**Excerpt**
:::

Category: Cowboys (Page 1 of 44)

A Night with the Greatest

I’ve got three or four pretty good Emmitt Smith stories from my mediocre sports radio career and I added to the list last night with our oldest daughter Whitney. The all-time greatest running back in NFL history was in town for the Davidson Distinguished Lecture Series at Midland College, and our favorite math professor, Lori Thomas, got us a pair of VIP passes for the event.

Emmitt stopped by the pre-event reception to take pictures with us and he was kind enough to pretend like he remembered me from my time at KRLD. Maybe. There were a lot of us in and out of Valley Ranch back in those days, but the longer we talked, the more he seemed to recognize me. He was mostly surprised to hear that I’m preaching. Most people are. And he was kind enough to autograph my press pass from the day he broke Walter Payton’s all-time rushing record against the Seahawks at Texas Stadium. It was the first and only time in my 16-years in sports radio that every person in the press box stood and applauded an athlete on the field. A special day.

:::

**Raw data**
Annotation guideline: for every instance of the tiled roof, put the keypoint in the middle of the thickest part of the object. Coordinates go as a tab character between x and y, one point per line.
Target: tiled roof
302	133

:::

**Problem description**
Continue the blog post about the evening with Emmitt Smith, picking up after its final sentence.

**Exercise response**
Whitney doesn’t remember Emmitt Smith’s playing days. When he left the Cowboys the season before Bill Parcells took over for Dave Campo, she was nine. But she’s seen all the highlights and heard all the stories. She laughed out loud several times during Emmitt’s talk and her eyes lit up when he talked about Troy Aikman and Michael Irvin, when he mentioned familiar names like Jerry Jones and Roger Staubach. She was especially locked in while listening to the story about the separated shoulder game against the Giants – an expertly delivered first hand account. I guess it was her first time to hear about that legendary performance and she was riveted. We debriefed it all the way home – she asking questions, me telling her my memories of that afternoon.

They don’t make ’em like Emmitt Smith anymore. Three Super Bowl victories, league and championship MVPs, Cowboys Ring of Honor, Pro Football Hall of Fame. His rushing records for most ever yards and most ever touchdowns in NFL history will never be threatened. He was durable, dependable, tenacious, and focused. Not the biggest, not the fastest, not the strongest. Just the undeniably best to ever do it. And still a really nice guy.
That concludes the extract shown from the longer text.